Dataset records about the locations of objects
------------

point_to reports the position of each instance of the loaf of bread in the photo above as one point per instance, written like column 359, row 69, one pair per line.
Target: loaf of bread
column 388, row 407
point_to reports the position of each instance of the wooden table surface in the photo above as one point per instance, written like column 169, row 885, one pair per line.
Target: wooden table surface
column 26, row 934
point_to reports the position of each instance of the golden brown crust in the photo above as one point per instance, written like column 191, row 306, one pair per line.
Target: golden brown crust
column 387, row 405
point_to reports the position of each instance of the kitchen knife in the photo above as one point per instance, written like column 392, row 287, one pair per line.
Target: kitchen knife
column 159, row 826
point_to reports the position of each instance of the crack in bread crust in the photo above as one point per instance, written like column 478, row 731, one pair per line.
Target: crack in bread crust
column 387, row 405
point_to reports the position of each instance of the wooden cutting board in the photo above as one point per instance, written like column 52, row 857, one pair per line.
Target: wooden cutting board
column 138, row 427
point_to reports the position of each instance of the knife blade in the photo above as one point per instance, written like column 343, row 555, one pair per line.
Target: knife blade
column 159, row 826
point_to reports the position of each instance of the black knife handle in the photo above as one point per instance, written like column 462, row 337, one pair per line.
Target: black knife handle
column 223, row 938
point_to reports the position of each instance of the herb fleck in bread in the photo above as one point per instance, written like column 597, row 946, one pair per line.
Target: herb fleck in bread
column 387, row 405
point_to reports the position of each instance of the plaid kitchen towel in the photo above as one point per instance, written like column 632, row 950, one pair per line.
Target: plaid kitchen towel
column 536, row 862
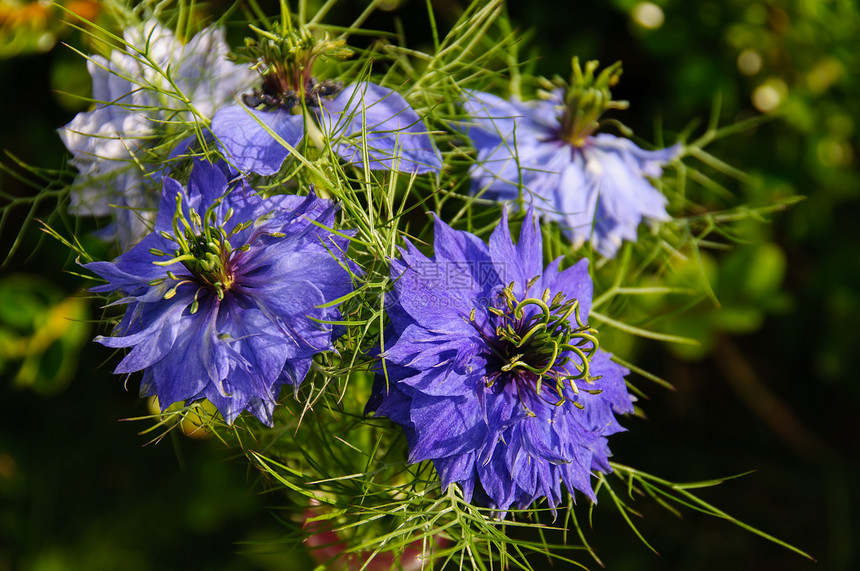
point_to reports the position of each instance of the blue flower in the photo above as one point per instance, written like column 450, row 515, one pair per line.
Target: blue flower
column 395, row 137
column 493, row 372
column 223, row 297
column 136, row 107
column 594, row 186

------------

**EXERCISE BRIEF**
Update the material above by changing every "point_to" to "mark_points" and keeping everything else unchanged. Write out the updated material without the pictures.

**RESPONSE TO THIS EXERCISE**
mark_points reports the position of each instance of the loaf of bread in the photo above as one point per instance, written like column 359, row 69, one pair per line.
Target: loaf of bread
column 388, row 407
mark_points reports the position of each instance of the wooden table surface in the photo above as one point per instance, written like column 169, row 885, one pair per line.
Target: wooden table surface
column 26, row 934
mark_points reports the position of each instance of the golden brown crust in the photo above as one point per instance, written like column 191, row 306, one pair per line.
Target: golden brown crust
column 387, row 405
mark_points reports the position of each instance of the kitchen knife in the photo above as one point per instance, written like column 392, row 287, one pair per line.
Target: kitchen knife
column 159, row 826
mark_points reports the position of each instance of the crack in bread crust in the photo above as one point per instance, written like column 478, row 731, one pair per line.
Target: crack in bread crust
column 387, row 405
mark_points reports the position of each instance of the wooden cutting board in the photo above as one point per instance, written like column 52, row 857, one pair per line.
Target: wooden cutting board
column 138, row 427
mark_points reports the position of each instance of the knife blade in the photo above as one point per instance, written like column 343, row 555, one pair per line.
Target: knife blade
column 159, row 826
mark_points reports the position of each instance of the black knife handle in the photo above as one point per instance, written like column 462, row 337, one pair per line.
Target: black knife handle
column 223, row 938
mark_points reports the position of each instance of the herb fleck in bread in the photo above as one point per instance, written like column 597, row 946, one pair per line.
Target: herb fleck in bread
column 387, row 405
mark_points reports the position of each instance of the plaid kitchen towel in the photo above as one point per instance, written like column 632, row 950, one pair per line.
Target: plaid kitchen towel
column 536, row 862
mark_points reports the position of each instance of the blue flower in the photo above as one point per instance, written like column 450, row 515, one pair per line.
Target: blue flower
column 395, row 137
column 493, row 372
column 223, row 297
column 136, row 107
column 594, row 186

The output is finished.